---- Records for the exercise

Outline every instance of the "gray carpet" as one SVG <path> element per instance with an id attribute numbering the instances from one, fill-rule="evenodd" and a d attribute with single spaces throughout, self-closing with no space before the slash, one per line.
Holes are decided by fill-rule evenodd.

--------
---- Records for the exercise

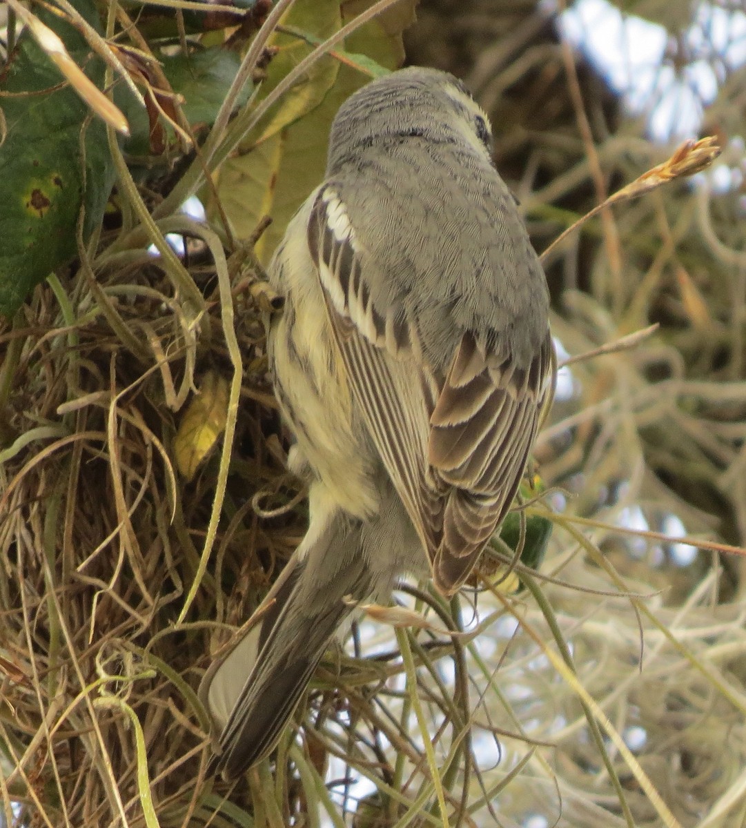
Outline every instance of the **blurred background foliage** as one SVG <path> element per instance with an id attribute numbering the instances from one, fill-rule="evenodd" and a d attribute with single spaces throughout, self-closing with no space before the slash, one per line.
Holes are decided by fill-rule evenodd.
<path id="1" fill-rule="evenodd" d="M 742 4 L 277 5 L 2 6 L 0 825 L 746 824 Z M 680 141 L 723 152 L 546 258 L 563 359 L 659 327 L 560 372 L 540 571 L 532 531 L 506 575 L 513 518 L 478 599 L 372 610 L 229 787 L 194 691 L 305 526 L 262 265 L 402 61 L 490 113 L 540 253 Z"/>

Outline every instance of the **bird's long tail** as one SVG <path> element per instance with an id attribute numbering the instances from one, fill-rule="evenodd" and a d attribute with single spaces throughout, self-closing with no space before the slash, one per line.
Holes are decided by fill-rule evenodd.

--------

Task requirements → Pull out every line of the data above that contains the string "path", and copy each of those lines in full, in its original order.

Task output →
Outline every instance of the "gray carpet" as one SVG <path> element per instance with an id attribute numbering the instances from one, fill-rule="evenodd" and a d attribute with single spaces throughout, self-closing with no space before the slash, one per line.
Outline every instance of the **blurred background foliage** as one SVG <path> element per instance with an id attribute numbering the instances from one, fill-rule="evenodd" and a d attribute with single spaces throughout, self-closing with no space before the slash, one per line.
<path id="1" fill-rule="evenodd" d="M 742 4 L 277 5 L 2 6 L 0 825 L 746 824 Z M 680 141 L 723 152 L 546 258 L 563 359 L 659 327 L 560 372 L 540 571 L 532 531 L 506 575 L 513 518 L 478 599 L 372 610 L 229 787 L 194 691 L 305 526 L 262 265 L 402 61 L 490 113 L 540 253 Z"/>
Outline every instance of the **bird's long tail** as one SVG <path> element per instance with an id attribute numbering the instances from one, fill-rule="evenodd" and a d attribute with single spaces throughout, self-closing with no space before the slash, one per line.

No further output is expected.